Exercise prompt
Pick out and copy every line in the records below that contains the word "building". Case counts.

Input
start
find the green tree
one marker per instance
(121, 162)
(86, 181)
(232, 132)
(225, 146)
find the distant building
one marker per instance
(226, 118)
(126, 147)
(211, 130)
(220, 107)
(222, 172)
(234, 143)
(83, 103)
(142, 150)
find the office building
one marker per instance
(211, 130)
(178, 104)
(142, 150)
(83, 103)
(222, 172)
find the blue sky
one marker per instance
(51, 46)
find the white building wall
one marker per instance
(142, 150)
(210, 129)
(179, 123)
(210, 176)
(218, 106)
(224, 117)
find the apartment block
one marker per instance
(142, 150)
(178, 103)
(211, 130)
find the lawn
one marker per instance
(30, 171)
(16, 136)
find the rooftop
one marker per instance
end
start
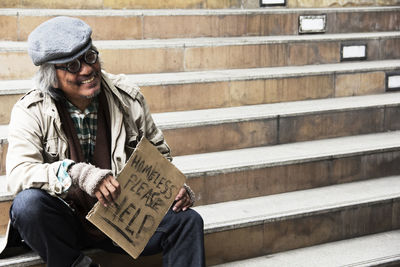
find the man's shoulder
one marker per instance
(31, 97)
end
Problem solution
find the distant building
find the office building
find the white building wall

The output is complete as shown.